-- begin --

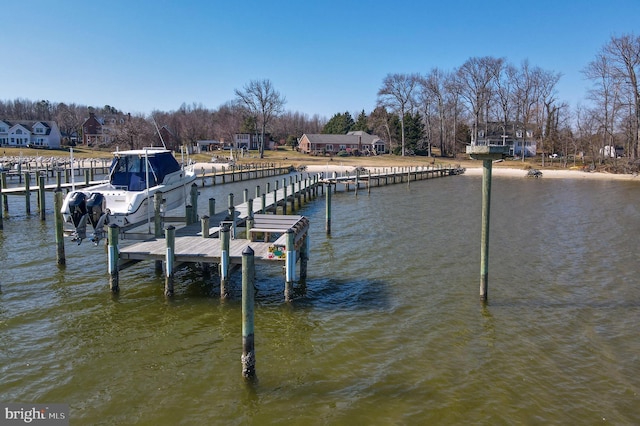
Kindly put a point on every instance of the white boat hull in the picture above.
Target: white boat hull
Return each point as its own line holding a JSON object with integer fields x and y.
{"x": 125, "y": 200}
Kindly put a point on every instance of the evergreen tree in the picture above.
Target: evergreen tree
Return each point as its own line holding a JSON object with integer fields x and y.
{"x": 339, "y": 124}
{"x": 414, "y": 134}
{"x": 361, "y": 123}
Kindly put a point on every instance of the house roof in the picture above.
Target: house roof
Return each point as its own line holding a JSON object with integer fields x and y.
{"x": 29, "y": 124}
{"x": 349, "y": 138}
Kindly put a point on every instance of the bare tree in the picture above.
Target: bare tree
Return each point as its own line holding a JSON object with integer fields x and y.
{"x": 624, "y": 57}
{"x": 476, "y": 78}
{"x": 263, "y": 102}
{"x": 398, "y": 93}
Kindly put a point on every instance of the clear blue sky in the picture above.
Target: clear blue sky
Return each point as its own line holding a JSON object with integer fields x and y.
{"x": 325, "y": 57}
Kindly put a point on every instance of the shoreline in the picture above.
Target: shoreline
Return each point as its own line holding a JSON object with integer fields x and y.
{"x": 470, "y": 171}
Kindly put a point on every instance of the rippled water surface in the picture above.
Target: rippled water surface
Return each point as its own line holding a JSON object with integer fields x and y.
{"x": 390, "y": 329}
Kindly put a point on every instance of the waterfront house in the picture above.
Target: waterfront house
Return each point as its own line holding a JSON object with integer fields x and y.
{"x": 30, "y": 133}
{"x": 512, "y": 135}
{"x": 352, "y": 143}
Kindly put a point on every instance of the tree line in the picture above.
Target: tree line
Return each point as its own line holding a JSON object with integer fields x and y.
{"x": 415, "y": 113}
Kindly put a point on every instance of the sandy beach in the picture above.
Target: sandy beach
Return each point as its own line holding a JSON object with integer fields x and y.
{"x": 505, "y": 172}
{"x": 469, "y": 171}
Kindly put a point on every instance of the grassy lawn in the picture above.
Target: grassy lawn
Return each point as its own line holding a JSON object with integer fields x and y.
{"x": 287, "y": 156}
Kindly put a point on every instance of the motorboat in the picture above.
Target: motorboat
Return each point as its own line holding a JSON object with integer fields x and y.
{"x": 126, "y": 197}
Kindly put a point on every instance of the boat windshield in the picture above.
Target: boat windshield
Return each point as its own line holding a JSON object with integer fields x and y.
{"x": 130, "y": 172}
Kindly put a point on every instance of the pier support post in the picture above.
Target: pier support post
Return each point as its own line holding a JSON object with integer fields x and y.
{"x": 224, "y": 261}
{"x": 486, "y": 153}
{"x": 3, "y": 182}
{"x": 41, "y": 197}
{"x": 328, "y": 210}
{"x": 194, "y": 203}
{"x": 114, "y": 277}
{"x": 248, "y": 340}
{"x": 157, "y": 214}
{"x": 204, "y": 223}
{"x": 212, "y": 207}
{"x": 304, "y": 257}
{"x": 290, "y": 266}
{"x": 170, "y": 236}
{"x": 27, "y": 192}
{"x": 284, "y": 199}
{"x": 58, "y": 220}
{"x": 486, "y": 208}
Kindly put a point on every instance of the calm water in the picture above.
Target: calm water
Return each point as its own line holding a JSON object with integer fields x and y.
{"x": 389, "y": 331}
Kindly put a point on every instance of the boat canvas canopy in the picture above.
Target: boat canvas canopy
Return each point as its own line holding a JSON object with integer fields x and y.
{"x": 130, "y": 170}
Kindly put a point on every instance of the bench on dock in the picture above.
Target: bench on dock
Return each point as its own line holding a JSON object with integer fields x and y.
{"x": 268, "y": 224}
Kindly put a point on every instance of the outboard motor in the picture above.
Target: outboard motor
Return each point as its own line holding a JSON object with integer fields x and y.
{"x": 98, "y": 215}
{"x": 78, "y": 210}
{"x": 77, "y": 207}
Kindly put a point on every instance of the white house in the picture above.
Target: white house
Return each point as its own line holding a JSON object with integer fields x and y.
{"x": 353, "y": 142}
{"x": 30, "y": 133}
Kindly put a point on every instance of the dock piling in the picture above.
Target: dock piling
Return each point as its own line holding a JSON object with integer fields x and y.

-- end --

**Written task**.
Rewrite all of the records with "in the picture above" replaced by "in the image above" and everything else unchanged. Omit the pictures from your output.

**The completed task**.
Kindly put a point on every instance of the white boat hull in the image above.
Target: white boat hull
Return each point as its own line holding a JSON object with integer fields x and y.
{"x": 125, "y": 200}
Kindly put a point on every instance of the evergreen tree in the image above.
Target: evergreen tree
Return each point as its own line holding a JSON object with integer fields x and y.
{"x": 339, "y": 124}
{"x": 414, "y": 134}
{"x": 361, "y": 123}
Kindly put a point on every instance of the house roof in the image above.
Target: house roof
Return each point as its own line holding a JSON object with integer fields x and y.
{"x": 29, "y": 124}
{"x": 349, "y": 138}
Kindly put a point on every instance of the bare tree in the image above.
Target: bare tree
Return each point as its own line holding a JSON object with integer fields x and y.
{"x": 624, "y": 57}
{"x": 476, "y": 78}
{"x": 263, "y": 102}
{"x": 398, "y": 93}
Kindly put a point on every instance of the clear blue sky in the image above.
Target: clear blue sky
Return each point as its own line holding a JSON object with integer fields x and y.
{"x": 325, "y": 57}
Kindly put a point on every instance of the shoreline in the image above.
Target: shoreline
Return each point as its own line holding a JSON object with integer fields x and y.
{"x": 470, "y": 171}
Kindly put a point on every instance of the rippled water surface in the image above.
Target: rippled water surface
Return each point as its own line holding a JSON object with integer fields x and y.
{"x": 390, "y": 329}
Kindly put a point on every instance of the waterfront house in the image above.
Target: waterfront house
Return each point as its own line holding a JSON object with integer fields x and y.
{"x": 30, "y": 133}
{"x": 512, "y": 135}
{"x": 352, "y": 143}
Kindly put a point on every instance of the tree line in the image above.
Target: tree line
Return each point as its own line holding a JSON object with integer fields x and y.
{"x": 415, "y": 113}
Kindly put a point on every instance of the sandy beach in the image above.
Target: sandy beach
Return each point as its own line holding a JSON object with integer fields x and y.
{"x": 505, "y": 172}
{"x": 469, "y": 171}
Kindly put a point on every instance of the grassy lawn in the image above.
Target: grassy lawn
Return each point as its own line holding a JSON object with integer fields x and y.
{"x": 287, "y": 156}
Kindly put a point on every instance of the motorboat in the image above.
Target: motorboat
Return each point as its own line holding a JSON object with integer fields x and y.
{"x": 126, "y": 197}
Kindly put a point on every instance of the boat windshield in the image above.
Target: boat windshield
Return each point as its own line holding a JSON object with integer fields x and y.
{"x": 130, "y": 172}
Kindly put a point on every instance of the pier support post in the image above.
Target: pier support post
Return each point as its own line holding a JSON object with integer fields x and y.
{"x": 224, "y": 261}
{"x": 486, "y": 153}
{"x": 3, "y": 182}
{"x": 41, "y": 197}
{"x": 328, "y": 210}
{"x": 194, "y": 203}
{"x": 114, "y": 277}
{"x": 248, "y": 340}
{"x": 157, "y": 214}
{"x": 204, "y": 223}
{"x": 212, "y": 207}
{"x": 304, "y": 257}
{"x": 290, "y": 266}
{"x": 170, "y": 236}
{"x": 27, "y": 192}
{"x": 284, "y": 199}
{"x": 58, "y": 220}
{"x": 486, "y": 208}
Kindly put a point on every instance of the calm water in the image above.
Target: calm water
Return each point as its own line holding a JSON object with integer fields x and y.
{"x": 389, "y": 331}
Kindly put a point on every instance of the boat canvas canopy in the image above.
Target: boat canvas canopy
Return each point as its own line holding a JSON object with integer fields x and y.
{"x": 130, "y": 170}
Kindly put a point on every instance of the bench on dock in the image above.
Target: bench on dock
Return each point as its own line holding a JSON object with integer fields x and y.
{"x": 268, "y": 224}
Kindly put a point on every instance of the outboard motor in the image above.
Target: outboard motor
Return each point as its own line holding a JSON object with integer fields x and y.
{"x": 98, "y": 215}
{"x": 78, "y": 210}
{"x": 77, "y": 207}
Kindly put a point on every instance of the white house in the image above.
Target: white house
Return each point as its own line holding a JSON object with integer fields x and y.
{"x": 353, "y": 142}
{"x": 30, "y": 133}
Kindly put a point on every instance of the dock piling in the image above.
Target: dock piling
Return each point as its own line holding a JSON object with integer fields x and y.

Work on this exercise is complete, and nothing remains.